Goal: Can you reproduce, word for word, the stretch of the material from the line containing "Please indicate the utility" through the end of the material, and nothing else?
══════
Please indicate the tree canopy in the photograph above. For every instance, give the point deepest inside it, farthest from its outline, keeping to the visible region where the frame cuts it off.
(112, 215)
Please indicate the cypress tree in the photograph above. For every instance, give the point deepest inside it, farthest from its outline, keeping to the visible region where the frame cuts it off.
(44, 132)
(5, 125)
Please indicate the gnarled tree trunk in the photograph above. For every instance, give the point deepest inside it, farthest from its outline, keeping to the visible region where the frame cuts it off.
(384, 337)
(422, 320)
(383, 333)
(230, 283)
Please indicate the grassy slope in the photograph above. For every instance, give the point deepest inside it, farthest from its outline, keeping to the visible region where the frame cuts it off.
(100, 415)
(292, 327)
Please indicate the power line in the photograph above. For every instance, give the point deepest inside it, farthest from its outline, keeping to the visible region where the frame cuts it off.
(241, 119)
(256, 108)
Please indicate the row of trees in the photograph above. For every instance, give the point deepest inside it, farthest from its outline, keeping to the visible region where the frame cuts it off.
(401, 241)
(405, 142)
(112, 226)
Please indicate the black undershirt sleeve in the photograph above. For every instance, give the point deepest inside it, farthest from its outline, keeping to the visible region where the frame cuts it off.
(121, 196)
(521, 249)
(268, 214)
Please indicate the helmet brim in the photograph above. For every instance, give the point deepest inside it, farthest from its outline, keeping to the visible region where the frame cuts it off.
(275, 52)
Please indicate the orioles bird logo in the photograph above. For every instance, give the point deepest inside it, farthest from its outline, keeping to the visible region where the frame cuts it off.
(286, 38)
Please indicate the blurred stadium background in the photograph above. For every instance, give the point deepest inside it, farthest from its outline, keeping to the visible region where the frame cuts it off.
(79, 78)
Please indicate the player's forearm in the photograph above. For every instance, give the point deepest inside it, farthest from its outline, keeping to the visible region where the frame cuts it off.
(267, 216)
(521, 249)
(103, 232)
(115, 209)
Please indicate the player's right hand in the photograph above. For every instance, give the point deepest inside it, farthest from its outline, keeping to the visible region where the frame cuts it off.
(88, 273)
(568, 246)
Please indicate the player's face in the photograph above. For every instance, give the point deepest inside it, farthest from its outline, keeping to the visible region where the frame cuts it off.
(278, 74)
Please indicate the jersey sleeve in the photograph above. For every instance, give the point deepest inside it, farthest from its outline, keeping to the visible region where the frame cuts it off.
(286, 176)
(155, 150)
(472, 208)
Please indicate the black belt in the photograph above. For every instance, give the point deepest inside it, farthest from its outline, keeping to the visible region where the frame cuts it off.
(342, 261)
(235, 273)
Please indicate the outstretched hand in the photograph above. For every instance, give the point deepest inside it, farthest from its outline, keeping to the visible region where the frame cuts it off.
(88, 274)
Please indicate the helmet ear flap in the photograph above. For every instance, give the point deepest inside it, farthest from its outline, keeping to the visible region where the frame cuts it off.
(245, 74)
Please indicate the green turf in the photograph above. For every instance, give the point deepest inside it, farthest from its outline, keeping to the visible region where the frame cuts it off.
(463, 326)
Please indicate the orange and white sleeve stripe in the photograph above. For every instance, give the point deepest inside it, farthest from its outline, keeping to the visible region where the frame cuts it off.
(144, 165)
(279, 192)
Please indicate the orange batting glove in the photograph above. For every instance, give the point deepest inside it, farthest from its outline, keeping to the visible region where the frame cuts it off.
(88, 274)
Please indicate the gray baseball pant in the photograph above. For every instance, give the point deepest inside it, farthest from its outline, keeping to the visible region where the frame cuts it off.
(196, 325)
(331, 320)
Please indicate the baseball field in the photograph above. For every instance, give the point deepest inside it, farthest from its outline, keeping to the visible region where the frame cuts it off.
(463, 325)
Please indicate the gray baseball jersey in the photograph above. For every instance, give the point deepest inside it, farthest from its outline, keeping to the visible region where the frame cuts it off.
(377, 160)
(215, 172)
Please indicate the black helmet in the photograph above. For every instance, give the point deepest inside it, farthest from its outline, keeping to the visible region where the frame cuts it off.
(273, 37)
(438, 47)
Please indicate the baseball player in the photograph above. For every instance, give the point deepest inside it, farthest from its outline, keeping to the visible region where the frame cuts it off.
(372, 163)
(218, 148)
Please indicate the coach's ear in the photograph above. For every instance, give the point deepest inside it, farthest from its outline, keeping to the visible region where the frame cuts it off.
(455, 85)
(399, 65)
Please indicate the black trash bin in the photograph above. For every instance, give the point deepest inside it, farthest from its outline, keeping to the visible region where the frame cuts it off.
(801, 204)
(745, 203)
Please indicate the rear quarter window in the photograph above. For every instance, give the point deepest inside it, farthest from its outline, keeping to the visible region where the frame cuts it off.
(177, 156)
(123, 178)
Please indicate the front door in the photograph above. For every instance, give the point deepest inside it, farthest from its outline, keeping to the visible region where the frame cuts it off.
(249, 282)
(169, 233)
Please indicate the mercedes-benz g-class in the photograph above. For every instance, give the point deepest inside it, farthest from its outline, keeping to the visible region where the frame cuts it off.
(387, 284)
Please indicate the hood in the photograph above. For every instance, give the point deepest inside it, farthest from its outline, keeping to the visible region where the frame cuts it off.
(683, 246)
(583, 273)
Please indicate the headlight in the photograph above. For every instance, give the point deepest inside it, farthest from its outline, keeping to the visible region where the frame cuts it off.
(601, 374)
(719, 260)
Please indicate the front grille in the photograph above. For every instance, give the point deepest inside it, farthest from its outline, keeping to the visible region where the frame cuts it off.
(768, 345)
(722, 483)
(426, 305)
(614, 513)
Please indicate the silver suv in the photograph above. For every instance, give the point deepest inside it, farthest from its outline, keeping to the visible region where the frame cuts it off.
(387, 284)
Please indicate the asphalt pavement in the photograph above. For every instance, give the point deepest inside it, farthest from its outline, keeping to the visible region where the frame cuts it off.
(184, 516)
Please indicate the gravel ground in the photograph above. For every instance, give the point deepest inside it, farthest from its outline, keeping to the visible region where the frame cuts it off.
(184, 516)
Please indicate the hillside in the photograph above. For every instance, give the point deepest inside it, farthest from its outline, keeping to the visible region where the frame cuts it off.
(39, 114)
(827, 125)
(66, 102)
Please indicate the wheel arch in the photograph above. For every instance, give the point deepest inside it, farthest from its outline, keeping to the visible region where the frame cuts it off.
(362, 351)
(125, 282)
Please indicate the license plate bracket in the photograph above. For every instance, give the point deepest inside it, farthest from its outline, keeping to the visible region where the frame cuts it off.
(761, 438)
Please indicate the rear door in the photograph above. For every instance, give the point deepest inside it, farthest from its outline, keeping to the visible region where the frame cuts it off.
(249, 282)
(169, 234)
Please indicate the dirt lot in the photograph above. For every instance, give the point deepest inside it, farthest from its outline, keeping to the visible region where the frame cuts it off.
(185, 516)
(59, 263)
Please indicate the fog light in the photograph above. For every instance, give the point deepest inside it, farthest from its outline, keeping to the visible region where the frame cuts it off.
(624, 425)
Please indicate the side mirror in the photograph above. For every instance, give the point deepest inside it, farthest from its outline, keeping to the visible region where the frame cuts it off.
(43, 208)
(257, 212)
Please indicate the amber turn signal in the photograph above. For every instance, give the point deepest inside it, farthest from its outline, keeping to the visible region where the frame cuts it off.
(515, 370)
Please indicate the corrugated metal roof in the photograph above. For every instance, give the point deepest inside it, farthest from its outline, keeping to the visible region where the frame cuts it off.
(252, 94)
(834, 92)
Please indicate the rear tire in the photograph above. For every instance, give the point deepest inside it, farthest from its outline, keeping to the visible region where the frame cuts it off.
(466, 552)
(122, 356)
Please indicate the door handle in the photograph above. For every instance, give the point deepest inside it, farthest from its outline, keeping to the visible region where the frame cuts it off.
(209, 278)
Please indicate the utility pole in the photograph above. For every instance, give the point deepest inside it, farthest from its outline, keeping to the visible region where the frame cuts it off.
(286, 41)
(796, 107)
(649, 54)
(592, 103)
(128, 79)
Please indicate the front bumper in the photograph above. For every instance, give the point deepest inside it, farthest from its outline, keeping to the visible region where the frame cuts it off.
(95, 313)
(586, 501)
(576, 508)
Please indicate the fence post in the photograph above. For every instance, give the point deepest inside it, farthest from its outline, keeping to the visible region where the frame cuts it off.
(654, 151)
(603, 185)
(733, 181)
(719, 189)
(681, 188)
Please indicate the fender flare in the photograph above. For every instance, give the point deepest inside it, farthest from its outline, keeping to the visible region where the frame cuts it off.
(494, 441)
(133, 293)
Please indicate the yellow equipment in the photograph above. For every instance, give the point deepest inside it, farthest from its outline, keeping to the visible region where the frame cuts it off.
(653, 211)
══════
Output for this exercise:
Please indicate the utility pole in the photograph above. For every instance, give the point deepest inside it, farthest from its outline, keeping to the visible region where the frame cuts it off.
(286, 41)
(796, 107)
(649, 54)
(592, 103)
(128, 79)
Please indicate the front bumper in the photograph above. For every instance, give the point deepest inside it, farthest from its outline, keeping to the visible region where the frame cuts it off.
(95, 313)
(586, 501)
(576, 508)
Please indicate the fence post in the photograph above. For every instance, give the point deepest inside it, farthest from its outline, keeping to the visible region where the frame cuts it off.
(654, 151)
(603, 185)
(733, 181)
(719, 189)
(681, 188)
Please indicate the fender flare in the photograph above. For every instance, give the point deepest inside it, farthest from its outline, keeping to the visible region where the frame cuts it off.
(494, 441)
(133, 293)
Please indicate the yellow equipment in the photograph above. For every instance, give the point deepest inside it, farthest from its outline, keeping to the visible region where the frame cuts it off.
(653, 211)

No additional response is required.